ACTIONS TO TAKE.
a: In the album article, on what date did the band announce Electrophonic Chronic?
b: Show every line of the entries below that contains the string "slope".

#### PASSAGE ####

Studio album by the Arcs
- Released: January 27, 2023
- Studio: Easy Eye Sound (Nashville); Electric Lady (Manhattan); Diamond Mine (Queens, New York); Dunham Sound Studios (Brooklyn);
- Length: 38:45
- Label: Easy Eye Sound
- Producer: Dan Auerbach; Leon Michels;

The Arcs chronology
| Yours, Dreamily, (2015) | Electrophonic Chronic (2023) |  |

Singles from Electrophonic Chronic
- "Keep on Dreamin'" Released: October 13, 2022; "Heaven Is a Place" Released: November 10, 2022; "Eyez" Released: December 8, 2022; "Sunshine" Released: January 12, 2023;

= Electrophonic Chronic =

Electrophonic Chronic is the second studio album by the Arcs, a side project of Dan Auerbach of the Black Keys. It was released on January 27, 2023, under Auerbach's label Easy Eye Sound.

==Recording==
A second album was initially conceived by the Arcs following the release of their debut album Yours, Dreamily, (2015); however, this did not materialize. Electrophonic Chronic features the original lineup of the band and was recorded primarily prior to Richard Swift's death in 2018. Recording took place at Auerbach's Easy Eye Sound studios in Nashville, Electric Lady Studios in Manhattan, and Leon Michels' Diamond Mine Studio in Queens, New York. It was co-produced by Auerbach and Michels. The album was announced by the band on October 13, 2022, coinciding with the release of the lead single "Keep on Dreamin'".

#### STORED DATA ####

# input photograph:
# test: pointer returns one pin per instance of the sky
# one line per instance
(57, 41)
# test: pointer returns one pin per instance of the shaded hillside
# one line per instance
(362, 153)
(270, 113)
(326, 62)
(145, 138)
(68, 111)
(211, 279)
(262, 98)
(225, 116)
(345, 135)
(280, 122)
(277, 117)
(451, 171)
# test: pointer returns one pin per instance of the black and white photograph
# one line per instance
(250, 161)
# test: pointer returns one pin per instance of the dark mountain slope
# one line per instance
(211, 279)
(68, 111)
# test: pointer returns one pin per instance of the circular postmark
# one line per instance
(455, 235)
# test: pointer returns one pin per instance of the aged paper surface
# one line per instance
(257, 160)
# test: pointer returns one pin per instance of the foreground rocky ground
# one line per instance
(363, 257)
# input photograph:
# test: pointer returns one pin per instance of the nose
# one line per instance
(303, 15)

####
#### STORED DATA ####

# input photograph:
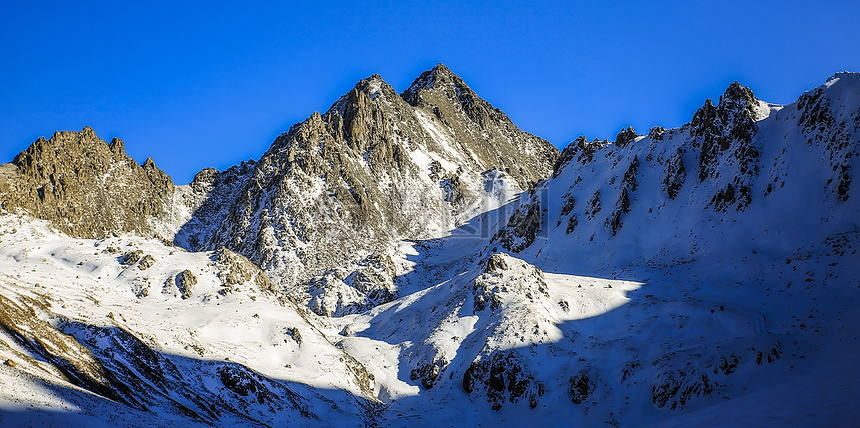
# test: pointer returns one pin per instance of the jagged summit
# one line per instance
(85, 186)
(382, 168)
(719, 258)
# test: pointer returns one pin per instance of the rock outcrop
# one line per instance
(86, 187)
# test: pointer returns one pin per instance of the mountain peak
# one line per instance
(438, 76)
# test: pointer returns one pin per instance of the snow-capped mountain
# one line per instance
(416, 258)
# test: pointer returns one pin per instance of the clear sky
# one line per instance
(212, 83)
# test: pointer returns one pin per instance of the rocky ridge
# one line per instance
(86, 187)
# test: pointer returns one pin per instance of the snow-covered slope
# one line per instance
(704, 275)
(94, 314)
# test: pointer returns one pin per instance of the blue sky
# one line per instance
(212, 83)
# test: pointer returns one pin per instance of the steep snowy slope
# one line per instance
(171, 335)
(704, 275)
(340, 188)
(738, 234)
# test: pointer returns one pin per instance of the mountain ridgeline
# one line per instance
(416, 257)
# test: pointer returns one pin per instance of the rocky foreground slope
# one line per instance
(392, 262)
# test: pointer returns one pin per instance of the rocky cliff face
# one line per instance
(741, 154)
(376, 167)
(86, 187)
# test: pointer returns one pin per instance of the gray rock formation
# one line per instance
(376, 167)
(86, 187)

####

SOLVED TASKS.
a: October 13, 2022

b:
# test: pointer returns one pin per instance of the dark mountain slope
# test: pointer returns one pin per instance of the snow-covered slope
# test: pointer returns one pin per instance of the steep snowy slope
# test: pointer returns one pin per instance of the rocky foreground slope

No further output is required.